Passage given:
§

Troubleshooting Kubernetes Job Queues on DigitalOcean, Part 1

Posted by By Papertrail Team on January 7, 2021

Kubernetes work queues are a great way to manage the prioritization and execution of long-running or expensive menial tasks, such as processing large volumes of employee migration to a new system, ranking and sorting all the planets in the universe by Twitter tags, or even post-processing every frame of the latest Avengers movie.

Deploying a work queue is simple and easy to understand and, with the power of DigitalOcean managed Kubernetes services, can greatly reduce the operational burdens of managing your own clusters.

But what happens when your work queues experience issues and you don’t know where to start debugging? That’s where SolarWinds^® Papertrail^™ becomes the perfect complement to your deployment, allowing you to debug and find the root cause of the errors and get your work queue working efficiently.

In this series of two articles, we’ll look at ways you can use Papertrail to debug issues with a Kubernetes Work Queue deployed on DigitalOcean. In this first article, we’ll create a Kubernetes cluster with a work queue and deploy a complex job to it. We’ll walk through the quick and easy steps to get Papertrail set up to receive event messages. In the final article of this series, we’ll walkthrough different options for using Papertrail to manage and search Kubernetes logs and dive into troubleshooting the issues in the work queue we created. We’ll close this series with troubleshooting tips on identifying issues with work queues and a few best practices to prevent and correct them.

Creating a Kubernetes Cluster on DigitalOcean

First, we need to use DigitalOcean to create a Kubernetes cluster. DigitalOcean makes this easy and simple.

Using DigitalOcean to create a Kubernetes cluster — DigitalOcean makes creating a Kubernetes cluster quick and easy.

Go to the DigitalOceanConsole (as shown above), click on Kubernetes in the panel on the left side, and click Create Kubernetes Cluster at the bottom right. A pop-up wizard will prompt you for additional details, which include the following:

Version number
Location
VPC network
Cluster capacity (i.e., node-pool, droplet machine-type, node-plan, and number of nodes)
Tags
Name
And so on…

Unless you want a different setup, keep these default settings, then click on Create Cluster at the bottom. With the default settings, you can provision the Kubernetes Cluster in approximately three to five minutes.

Easily provision new nodes for your Kubernetes cluster using the default settings in DigitalOcean. — With the default settings you can provision a Kubernetes cluster in minutes.

That was easy. There are now new nodes now provisioned for your Kubernetes cluster.

New nodes are provisioned for your Kubernetes cluster.

Now go back to the Kubernetes menu and click on your newly created Kubernetes cluster.

Newly created Kubernetes cluster appears in the Kubernetes menu. — The newly created Kubernetes cluster appears in the Kubernetes menu.

Install the DigitalOcean command-line tools (doctl) and the 1-Click App Kubernetes Monitoring Stack.

Next, run the following command in a terminal window, where the fc932c5e-94c8-4dd1-b8e0-a0fe36b6153d value comes from the cluster tag found in the overview section shown below:

$ doctl kubernetes cluster kubeconfig save fc932c5e-94c8-4dd1-b8e0-a0fe36b6153d

Use the cluster tag found in the overview section in the doctl command.

With the monitoring app installed, we can now see the details of our cluster by clicking on the Kubernetes Dashboard link. (See below for an example.)

Kubernetes Dashboard displays the details of the cluster — Clicking on the Kubernetes Dashboard link displays the details of the cluster.

§

Named object pointing listing

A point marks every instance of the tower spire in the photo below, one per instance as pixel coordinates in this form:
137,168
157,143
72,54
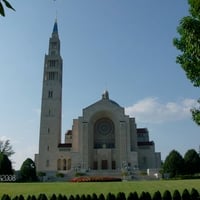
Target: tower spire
55,27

§

Set task 1: Please list every detail that the pop-up wizard asks for, as given in the Kubernetes job queue article.
Set task 2:
Answer these questions from the Kubernetes job queue article, one per line:
(a) Who posted the article?
(b) With the default settings, about how long does it take to provision the cluster?
(c) What short name does the article give the DigitalOcean command-line tools?

Task result 1:
Version number
Location
VPC network
Cluster capacity (i.e., node-pool, droplet machine-type, node-plan, and number of nodes)
Tags
Name

Task result 2:
(a) The Papertrail Team
(b) Approximately three to five minutes
(c) doctl